Excerpt to read -
___

Australian professional baseball team

The Perth Heat is a baseball team in the current Australian Baseball League and a founding member of the Australian Baseball League. It is the most successful team in ABL history, winning 15 Claxton Shields.

==Australian Baseball League (1989–1999)==
Perth Heat won the ABL championship in 1990–91, when Graeme Lloyd pitched the Heat to a Game 5 championship win on the Gold Coast against the Dolphins to take the 3–2 series win. The Heat won a second championship in 1996–97 defeating the Brisbane Bandits.

During the original Australian Baseball League the Perth Heat were the second-most successful team in the league, winning the title twice and finishing runner-up a further three times.
===1989–1999 results===

| Season | Finish |
|---|---|
| 1989–90 | 4th |
| 1990–91 | 2nd |
| 1991–92 | 1st |
| 1992–93 | 1st |
| 1993–94 | 2nd |
| 1994–95 | 2nd |
| 1995–96 | 3rd |
| 1996–97 | 1st |
| 1997–98 | 5th |
| 1998–99 | 6th |

==Claxton Shield (2005–2009)==
In 2005, the name was resurrected by the Western Australian baseball team competing in the Claxton Shield. This re-branding of the team, together with the facilities of the new Tom Bateman Reserve in the suburb of Thornlie, reportedly contributed to increased interest in the sport in Western Australia, with many exhibition matches attracting more than 2,000 spectators, very high compared with usual Australian attendances for the sport.

Western Australia hosted the 2007 Claxton Shield tournament at Tom Bateman Reserve, with games also being played in the nearby regional centres of Rockingham and Mandurah. Spectator numbers were between 1,000 and 1,500, and the grand final, eventually won by Victoria against New South Wales, attracted 1,500. However, the Heat was unable to win a game during the tournament.

In late 2007, the name was further applied to the state's junior representatives, with the under-14, under-16 and under-18 teams being renamed the "WA State Heat".

The Heat won back-to-back Claxton Shield titles in 2008 and 2009. In 2008, it won the Southern Division with an 8–4 record and swept New South Wales in the best-of-three semi final series in Sydney. In 2009, the Heat finished the regular season with the best record, at 12–4, and came back from losing the first game to beat New South Wales in three games in the Grand Final. The WA side led the deciding third game throughout but blew a 2–0 lead in the top of the ninth inning. With the game set for extra innings, outfielder Daniel Floyd hit a walk-off single to deliver back-to-back titles for Perth.

==Australian Baseball League (2010 – present)==
In early 2010, plans for a reformed Australian Baseball League were announced. The ABL, which is partly funded by Major League Baseball features six teams; the other five are Sydney Blue Sox, Melbourne Aces, Canberra Cavalry, Brisbane Bandits and Adelaide Bite. The first season featured a 40-game home-and-away regular season, with the top four teams qualifying for a three-round playoff format. The Heat's first game was at the Brisbane Exhibition Ground against the Brisbane Bandits on 11 November, won by Brisbane 8–3. The Heat won their first home game 4–2, on 17 November against the Adelaide Bite at the newly renovated Baseball Park.

___

Dataset -
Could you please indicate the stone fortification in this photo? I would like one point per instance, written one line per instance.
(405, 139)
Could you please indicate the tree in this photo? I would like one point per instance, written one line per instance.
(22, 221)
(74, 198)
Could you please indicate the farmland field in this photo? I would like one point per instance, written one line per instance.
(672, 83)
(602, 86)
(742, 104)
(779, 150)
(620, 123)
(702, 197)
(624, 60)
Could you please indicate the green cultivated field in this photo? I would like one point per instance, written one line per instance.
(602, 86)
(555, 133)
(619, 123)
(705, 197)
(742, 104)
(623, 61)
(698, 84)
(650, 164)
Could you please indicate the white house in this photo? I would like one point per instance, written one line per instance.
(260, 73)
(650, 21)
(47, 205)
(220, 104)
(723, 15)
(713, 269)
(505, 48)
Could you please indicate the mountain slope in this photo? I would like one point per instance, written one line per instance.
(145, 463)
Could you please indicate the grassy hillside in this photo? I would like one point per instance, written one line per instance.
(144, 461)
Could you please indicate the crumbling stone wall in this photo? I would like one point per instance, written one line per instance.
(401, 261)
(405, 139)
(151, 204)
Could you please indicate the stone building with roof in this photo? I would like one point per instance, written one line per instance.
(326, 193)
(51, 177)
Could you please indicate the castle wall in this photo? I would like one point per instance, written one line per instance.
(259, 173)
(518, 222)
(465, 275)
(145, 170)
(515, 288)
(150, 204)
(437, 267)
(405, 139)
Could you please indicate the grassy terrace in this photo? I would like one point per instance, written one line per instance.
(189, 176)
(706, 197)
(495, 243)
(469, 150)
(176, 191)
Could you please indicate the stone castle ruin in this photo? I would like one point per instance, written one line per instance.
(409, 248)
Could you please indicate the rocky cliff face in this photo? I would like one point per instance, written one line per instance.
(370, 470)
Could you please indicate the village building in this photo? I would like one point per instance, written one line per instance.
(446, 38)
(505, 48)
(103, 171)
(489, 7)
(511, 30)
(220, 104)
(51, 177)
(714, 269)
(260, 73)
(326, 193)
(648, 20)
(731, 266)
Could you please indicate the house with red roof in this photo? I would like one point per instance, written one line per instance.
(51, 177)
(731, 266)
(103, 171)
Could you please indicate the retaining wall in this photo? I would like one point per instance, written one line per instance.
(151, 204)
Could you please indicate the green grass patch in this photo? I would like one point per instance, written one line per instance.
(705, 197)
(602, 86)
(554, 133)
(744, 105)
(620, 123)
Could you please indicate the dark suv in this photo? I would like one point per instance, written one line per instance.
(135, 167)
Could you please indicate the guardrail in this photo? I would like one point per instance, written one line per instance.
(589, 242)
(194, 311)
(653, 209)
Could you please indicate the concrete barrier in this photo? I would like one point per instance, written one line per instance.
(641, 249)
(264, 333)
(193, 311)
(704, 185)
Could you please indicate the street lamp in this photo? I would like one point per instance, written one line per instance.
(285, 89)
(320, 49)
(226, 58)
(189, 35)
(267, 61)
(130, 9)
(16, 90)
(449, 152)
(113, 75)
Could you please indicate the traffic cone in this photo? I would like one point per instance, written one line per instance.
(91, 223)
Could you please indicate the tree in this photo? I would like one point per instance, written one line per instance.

___

Exercise details -
From the Perth Heat text, list the five other teams that the reformed Australian Baseball League features alongside the Heat.

Solution to the exercise -
Sydney Blue Sox, Melbourne Aces, Canberra Cavalry, Brisbane Bandits, Adelaide Bite